■ Problem description ■
Your response needs to be the data below, retyped exactly.
(Exercise data Opens)
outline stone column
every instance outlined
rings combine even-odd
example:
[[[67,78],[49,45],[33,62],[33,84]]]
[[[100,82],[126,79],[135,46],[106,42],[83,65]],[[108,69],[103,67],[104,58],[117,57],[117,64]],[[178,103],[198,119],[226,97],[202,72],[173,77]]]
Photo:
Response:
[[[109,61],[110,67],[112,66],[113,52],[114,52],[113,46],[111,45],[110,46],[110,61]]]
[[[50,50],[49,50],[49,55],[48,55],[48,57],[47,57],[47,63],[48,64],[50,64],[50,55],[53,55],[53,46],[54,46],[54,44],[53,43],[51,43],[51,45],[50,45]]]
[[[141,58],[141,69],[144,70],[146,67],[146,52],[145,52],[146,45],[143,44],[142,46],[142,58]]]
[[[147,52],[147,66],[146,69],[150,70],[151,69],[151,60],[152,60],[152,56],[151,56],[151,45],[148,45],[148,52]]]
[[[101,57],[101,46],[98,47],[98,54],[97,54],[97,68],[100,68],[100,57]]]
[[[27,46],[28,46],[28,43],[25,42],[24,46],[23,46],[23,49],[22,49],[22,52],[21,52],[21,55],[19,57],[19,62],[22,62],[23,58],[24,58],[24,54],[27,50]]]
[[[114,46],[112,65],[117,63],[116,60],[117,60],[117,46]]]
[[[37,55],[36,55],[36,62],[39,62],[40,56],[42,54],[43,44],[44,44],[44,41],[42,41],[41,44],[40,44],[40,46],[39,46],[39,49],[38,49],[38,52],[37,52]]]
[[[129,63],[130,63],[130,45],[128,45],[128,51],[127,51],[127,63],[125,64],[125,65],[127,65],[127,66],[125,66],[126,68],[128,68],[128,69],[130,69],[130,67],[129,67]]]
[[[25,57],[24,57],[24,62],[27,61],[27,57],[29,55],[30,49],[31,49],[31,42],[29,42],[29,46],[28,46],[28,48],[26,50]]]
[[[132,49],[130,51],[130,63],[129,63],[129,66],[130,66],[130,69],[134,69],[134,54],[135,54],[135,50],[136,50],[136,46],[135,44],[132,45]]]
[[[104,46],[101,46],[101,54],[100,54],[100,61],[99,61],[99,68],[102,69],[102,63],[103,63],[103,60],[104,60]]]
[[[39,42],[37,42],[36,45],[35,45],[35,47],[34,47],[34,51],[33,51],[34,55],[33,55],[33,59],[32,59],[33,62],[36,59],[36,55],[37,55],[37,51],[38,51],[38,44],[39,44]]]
(Exercise data Closes)
■ Answer space ■
outline stone column
every instance outlined
rings combine even-odd
example:
[[[67,78],[49,45],[33,62],[33,84]]]
[[[100,82],[126,79],[135,46],[106,42],[83,65]],[[108,69],[103,67],[104,58],[117,57],[117,64]],[[178,103],[198,119],[226,97],[202,72],[173,77]]]
Photo:
Response:
[[[109,61],[110,67],[112,66],[113,52],[114,52],[113,46],[111,45],[110,46],[110,61]]]
[[[50,50],[49,50],[49,55],[48,55],[48,57],[47,57],[47,63],[48,64],[50,64],[50,55],[53,55],[53,46],[54,46],[54,44],[53,43],[51,43],[51,45],[50,45]]]
[[[141,58],[141,69],[144,70],[146,67],[146,52],[145,52],[146,45],[143,44],[142,46],[142,58]]]
[[[147,52],[147,66],[146,69],[150,70],[151,69],[151,60],[152,60],[152,56],[151,56],[151,45],[148,45],[148,52]]]
[[[101,57],[101,46],[98,47],[98,54],[97,54],[97,68],[100,68],[100,57]]]
[[[27,46],[28,46],[28,43],[25,42],[24,46],[23,46],[23,49],[22,49],[22,52],[21,52],[21,55],[19,57],[19,62],[22,62],[23,58],[24,58],[24,54],[27,50]]]
[[[114,46],[112,65],[117,63],[116,60],[117,60],[117,46]]]
[[[37,55],[36,55],[36,62],[39,62],[40,56],[42,54],[43,44],[44,44],[44,41],[42,41],[41,44],[40,44],[40,46],[39,46],[39,49],[38,49],[38,52],[37,52]]]
[[[129,63],[130,63],[130,45],[128,45],[128,51],[127,51],[127,63],[125,64],[125,65],[127,65],[127,66],[125,66],[126,68],[128,68],[128,69],[130,69],[130,67],[129,67]]]
[[[25,57],[24,57],[24,62],[27,61],[27,57],[29,55],[30,49],[31,49],[31,42],[29,42],[29,46],[28,46],[28,48],[26,50]]]
[[[132,49],[130,51],[130,63],[129,63],[129,66],[130,66],[130,69],[134,69],[134,54],[135,54],[135,50],[136,50],[136,46],[135,44],[132,45]]]
[[[104,46],[101,46],[101,54],[100,54],[100,61],[99,61],[99,68],[102,69],[102,63],[103,63],[103,60],[104,60]]]
[[[39,42],[37,42],[36,45],[35,45],[35,47],[34,47],[34,51],[33,51],[34,55],[33,55],[33,59],[32,59],[33,62],[36,59],[36,55],[37,55],[37,51],[38,51],[38,44],[39,44]]]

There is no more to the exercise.